* Begin Data entries *
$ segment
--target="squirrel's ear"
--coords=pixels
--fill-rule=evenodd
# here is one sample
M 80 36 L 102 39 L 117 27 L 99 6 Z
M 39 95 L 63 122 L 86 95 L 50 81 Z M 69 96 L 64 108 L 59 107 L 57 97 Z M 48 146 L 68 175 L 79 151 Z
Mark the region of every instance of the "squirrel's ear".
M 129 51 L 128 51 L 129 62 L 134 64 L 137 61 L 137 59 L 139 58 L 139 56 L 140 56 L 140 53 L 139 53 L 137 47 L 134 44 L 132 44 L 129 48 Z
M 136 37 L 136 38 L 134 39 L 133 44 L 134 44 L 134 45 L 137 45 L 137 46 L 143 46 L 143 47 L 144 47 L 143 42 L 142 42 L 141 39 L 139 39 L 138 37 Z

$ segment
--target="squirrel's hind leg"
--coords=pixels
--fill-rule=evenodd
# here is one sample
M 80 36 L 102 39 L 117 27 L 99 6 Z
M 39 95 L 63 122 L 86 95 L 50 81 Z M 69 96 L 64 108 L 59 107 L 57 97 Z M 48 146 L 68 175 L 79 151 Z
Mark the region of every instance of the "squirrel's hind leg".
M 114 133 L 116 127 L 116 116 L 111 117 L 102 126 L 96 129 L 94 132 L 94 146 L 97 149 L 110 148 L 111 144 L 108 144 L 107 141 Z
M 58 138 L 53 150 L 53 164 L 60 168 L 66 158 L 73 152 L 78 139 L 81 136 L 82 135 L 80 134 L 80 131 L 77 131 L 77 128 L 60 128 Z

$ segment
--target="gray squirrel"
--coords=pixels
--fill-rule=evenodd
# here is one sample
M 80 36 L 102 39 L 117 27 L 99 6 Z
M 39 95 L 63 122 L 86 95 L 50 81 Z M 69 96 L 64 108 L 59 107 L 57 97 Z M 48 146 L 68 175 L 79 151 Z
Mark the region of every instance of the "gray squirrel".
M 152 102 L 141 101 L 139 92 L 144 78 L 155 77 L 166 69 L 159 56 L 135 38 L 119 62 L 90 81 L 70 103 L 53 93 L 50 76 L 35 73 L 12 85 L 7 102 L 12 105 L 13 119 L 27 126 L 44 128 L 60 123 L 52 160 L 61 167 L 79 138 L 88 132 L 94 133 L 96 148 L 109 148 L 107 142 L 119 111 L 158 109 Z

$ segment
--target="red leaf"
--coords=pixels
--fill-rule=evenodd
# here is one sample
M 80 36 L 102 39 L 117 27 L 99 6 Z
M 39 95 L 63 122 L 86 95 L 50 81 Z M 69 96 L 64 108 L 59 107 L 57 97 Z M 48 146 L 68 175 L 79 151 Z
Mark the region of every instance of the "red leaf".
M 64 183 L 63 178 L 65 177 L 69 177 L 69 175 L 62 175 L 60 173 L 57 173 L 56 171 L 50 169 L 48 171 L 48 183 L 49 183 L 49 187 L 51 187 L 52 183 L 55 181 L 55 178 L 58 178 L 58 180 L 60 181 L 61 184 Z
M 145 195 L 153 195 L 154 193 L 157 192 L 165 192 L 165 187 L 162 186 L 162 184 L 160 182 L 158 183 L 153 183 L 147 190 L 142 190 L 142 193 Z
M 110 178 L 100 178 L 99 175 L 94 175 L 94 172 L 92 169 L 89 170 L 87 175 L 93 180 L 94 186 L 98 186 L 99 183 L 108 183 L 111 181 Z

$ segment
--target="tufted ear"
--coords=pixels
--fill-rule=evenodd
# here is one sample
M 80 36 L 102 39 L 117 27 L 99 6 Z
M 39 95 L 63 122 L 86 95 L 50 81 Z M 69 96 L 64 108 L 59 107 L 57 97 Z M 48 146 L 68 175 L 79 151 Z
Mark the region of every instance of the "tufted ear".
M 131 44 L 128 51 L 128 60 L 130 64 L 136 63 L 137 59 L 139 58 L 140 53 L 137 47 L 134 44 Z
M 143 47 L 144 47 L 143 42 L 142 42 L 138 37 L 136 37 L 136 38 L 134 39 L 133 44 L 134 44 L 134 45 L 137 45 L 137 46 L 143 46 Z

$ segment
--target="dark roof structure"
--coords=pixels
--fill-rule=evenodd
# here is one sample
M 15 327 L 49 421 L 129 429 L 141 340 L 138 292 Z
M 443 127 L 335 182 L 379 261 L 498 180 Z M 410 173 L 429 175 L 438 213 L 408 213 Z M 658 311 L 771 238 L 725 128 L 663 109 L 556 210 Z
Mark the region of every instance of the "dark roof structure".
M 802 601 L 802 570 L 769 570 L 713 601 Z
* End Data entries *
### [Task directions]
Copy out all of the rows above, changing nothing.

### [Answer to the task]
$ segment
--target="squirrel's ear"
--coords=pixels
--fill-rule=evenodd
# here is one sample
M 80 36 L 102 39 L 117 27 L 99 6 Z
M 39 95 L 63 122 L 86 95 L 50 81 Z M 69 96 L 64 108 L 59 107 L 57 97 Z M 48 146 L 68 175 L 79 151 Z
Mark the region of every instance of the "squirrel's ear".
M 129 51 L 128 51 L 129 62 L 134 64 L 137 61 L 137 59 L 139 58 L 139 56 L 140 56 L 140 53 L 139 53 L 137 47 L 134 44 L 132 44 L 129 48 Z
M 136 37 L 136 38 L 134 39 L 133 44 L 134 44 L 134 45 L 137 45 L 137 46 L 143 46 L 143 47 L 144 47 L 143 42 L 142 42 L 141 39 L 139 39 L 138 37 Z

$ segment
--target="squirrel's hind leg"
--coords=pixels
--fill-rule=evenodd
# here is one sample
M 80 36 L 102 39 L 117 27 L 99 6 Z
M 39 95 L 63 122 L 86 95 L 50 81 Z M 69 96 L 64 108 L 59 107 L 57 97 Z M 48 146 L 68 175 L 79 151 Z
Mark the region of every instance of the "squirrel's hind leg".
M 114 133 L 116 127 L 116 116 L 111 117 L 102 126 L 96 129 L 94 132 L 94 146 L 97 149 L 110 148 L 111 144 L 108 144 L 107 141 Z
M 58 138 L 53 150 L 53 164 L 60 168 L 66 158 L 73 152 L 78 139 L 81 136 L 82 135 L 80 134 L 80 131 L 77 131 L 77 128 L 60 128 Z

$ segment
--target="gray squirrel"
--coords=pixels
--fill-rule=evenodd
# here is one sample
M 80 36 L 102 39 L 117 27 L 99 6 Z
M 39 95 L 63 122 L 86 95 L 50 81 Z M 69 96 L 64 108 L 59 107 L 57 97 Z M 48 146 L 68 175 L 79 151 Z
Mark the region of every instance of the "gray squirrel".
M 152 102 L 141 101 L 139 92 L 144 78 L 155 77 L 166 69 L 159 56 L 135 38 L 119 62 L 90 81 L 70 103 L 53 93 L 50 76 L 35 73 L 12 85 L 7 102 L 12 105 L 13 119 L 27 126 L 44 128 L 60 123 L 52 160 L 61 167 L 79 138 L 88 132 L 94 133 L 96 148 L 109 148 L 107 142 L 119 111 L 158 109 Z

$ segment
--target="red leaf"
--coords=pixels
--fill-rule=evenodd
# here is one sample
M 80 36 L 102 39 L 117 27 L 99 6 Z
M 39 95 L 63 122 L 86 95 L 50 81 Z M 69 96 L 64 108 L 59 107 L 57 97 Z M 48 146 L 68 175 L 79 151 Z
Mark the region of every instance of the "red leaf".
M 64 183 L 63 178 L 65 177 L 69 177 L 69 175 L 62 175 L 60 173 L 57 173 L 56 171 L 50 169 L 48 171 L 48 183 L 49 183 L 49 187 L 51 187 L 52 183 L 55 181 L 55 178 L 58 178 L 58 180 L 60 181 L 61 184 Z
M 145 195 L 153 195 L 154 193 L 157 192 L 165 192 L 165 187 L 162 186 L 162 184 L 160 182 L 158 183 L 153 183 L 147 190 L 142 190 L 142 193 Z
M 110 178 L 100 178 L 99 175 L 94 175 L 94 172 L 92 169 L 89 170 L 87 175 L 93 180 L 94 186 L 98 186 L 99 183 L 108 183 L 111 181 Z

$ segment
--target="tufted ear"
--coords=pixels
--fill-rule=evenodd
# here is one sample
M 80 36 L 102 39 L 117 27 L 99 6 Z
M 39 95 L 63 122 L 86 95 L 50 81 Z M 69 96 L 64 108 L 59 107 L 57 97 Z M 48 146 L 68 175 L 79 151 Z
Mark the region of every instance of the "tufted ear".
M 131 44 L 128 51 L 128 60 L 130 64 L 136 63 L 137 59 L 139 58 L 140 53 L 137 47 L 134 44 Z
M 143 47 L 144 47 L 143 42 L 142 42 L 138 37 L 136 37 L 136 38 L 134 39 L 133 44 L 134 44 L 134 45 L 137 45 L 137 46 L 143 46 Z

$ segment
--target="dark roof structure"
--coords=pixels
--fill-rule=evenodd
# here is one sample
M 15 327 L 49 421 L 129 429 L 141 340 L 138 292 Z
M 443 127 L 335 182 L 379 261 L 498 180 Z M 410 173 L 429 175 L 438 213 L 408 213 Z M 658 311 L 771 238 L 725 128 L 663 109 L 556 210 Z
Mark the region of every instance of the "dark roof structure".
M 802 601 L 802 570 L 769 570 L 713 601 Z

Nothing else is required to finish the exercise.